WRITTEN REQUEST 1: Count how many lines in the entries below contain the word "stone", and give only that number.

*** PASSAGE PROVIDED ***

Capitol Alert

As DeSantis debate looms, Newsom touts record of homeless encampment clearings

Sacramento city building inspector Jason Martinoni carries a fence away on Sept. 20 during a homeless encampment sweep on 1st Avenue in Sacramento. The women who live in the trailer said they felt safe there with their dogs, and worried about where they would relocate. City officials proposed the tent-only Miller Park Safe Ground site.
Sacramento city building inspector Jason Martinoni carries a fence away on Sept. 20 during a homeless encampment sweep on 1st Avenue in Sacramento. The women who live in the trailer said they felt safe there with their dogs, and worried about where they would relocate. City officials proposed the tent-only Miller Park Safe Ground site. rbyer@sacbee.com

Ahead of his Thursday evening Fox News debate with Florida Gov. Ron DeSantis, Gov. Gavin Newsom is seeking to burnish his record on homelessness.

***

WRITTEN REQUEST 2: Output the entire news article above on Newsom's homeless encampment record, word for word.

*** ITEMS ***

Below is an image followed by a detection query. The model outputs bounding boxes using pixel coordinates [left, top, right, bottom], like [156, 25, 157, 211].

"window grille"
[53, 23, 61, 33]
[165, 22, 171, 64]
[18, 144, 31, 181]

***
*** ITEMS ***

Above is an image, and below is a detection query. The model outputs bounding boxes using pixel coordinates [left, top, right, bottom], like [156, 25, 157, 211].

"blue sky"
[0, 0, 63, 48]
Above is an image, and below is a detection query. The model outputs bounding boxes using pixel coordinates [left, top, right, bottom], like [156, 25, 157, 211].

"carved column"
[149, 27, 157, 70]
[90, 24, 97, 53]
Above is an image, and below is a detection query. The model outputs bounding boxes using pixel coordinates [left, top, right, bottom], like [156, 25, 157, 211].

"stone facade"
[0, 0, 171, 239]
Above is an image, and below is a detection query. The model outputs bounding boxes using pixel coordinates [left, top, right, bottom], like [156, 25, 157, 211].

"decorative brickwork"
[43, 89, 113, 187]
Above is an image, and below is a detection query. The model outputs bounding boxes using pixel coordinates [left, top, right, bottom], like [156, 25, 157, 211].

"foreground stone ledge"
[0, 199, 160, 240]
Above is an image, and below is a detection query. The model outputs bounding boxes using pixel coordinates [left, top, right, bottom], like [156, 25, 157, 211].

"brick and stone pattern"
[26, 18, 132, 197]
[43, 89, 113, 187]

***
*** ITEMS ***

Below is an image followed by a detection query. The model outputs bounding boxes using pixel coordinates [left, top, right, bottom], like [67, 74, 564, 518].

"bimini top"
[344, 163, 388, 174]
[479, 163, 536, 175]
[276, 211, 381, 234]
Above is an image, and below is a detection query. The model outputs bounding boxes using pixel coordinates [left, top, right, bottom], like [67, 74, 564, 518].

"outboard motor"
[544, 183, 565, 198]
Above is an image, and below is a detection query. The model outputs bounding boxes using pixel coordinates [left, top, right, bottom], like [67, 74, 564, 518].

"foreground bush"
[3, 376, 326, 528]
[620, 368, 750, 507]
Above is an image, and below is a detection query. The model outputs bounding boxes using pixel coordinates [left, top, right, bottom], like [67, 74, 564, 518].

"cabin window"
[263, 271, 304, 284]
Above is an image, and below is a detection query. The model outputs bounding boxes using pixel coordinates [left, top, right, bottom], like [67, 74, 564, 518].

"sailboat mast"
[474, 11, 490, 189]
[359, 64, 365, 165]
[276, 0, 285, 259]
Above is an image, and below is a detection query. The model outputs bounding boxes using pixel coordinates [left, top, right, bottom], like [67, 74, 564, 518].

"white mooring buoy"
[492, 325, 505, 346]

***

EXERCISE RESPONSE 1: 3

EXERCISE RESPONSE 2:
Capitol Alert

As DeSantis debate looms, Newsom touts record of homeless encampment clearings

Sacramento city building inspector Jason Martinoni carries a fence away on Sept. 20 during a homeless encampment sweep on 1st Avenue in Sacramento. The women who live in the trailer said they felt safe there with their dogs, and worried about where they would relocate. City officials proposed the tent-only Miller Park Safe Ground site.
Sacramento city building inspector Jason Martinoni carries a fence away on Sept. 20 during a homeless encampment sweep on 1st Avenue in Sacramento. The women who live in the trailer said they felt safe there with their dogs, and worried about where they would relocate. City officials proposed the tent-only Miller Park Safe Ground site. rbyer@sacbee.com

Ahead of his Thursday evening Fox News debate with Florida Gov. Ron DeSantis, Gov. Gavin Newsom is seeking to burnish his record on homelessness.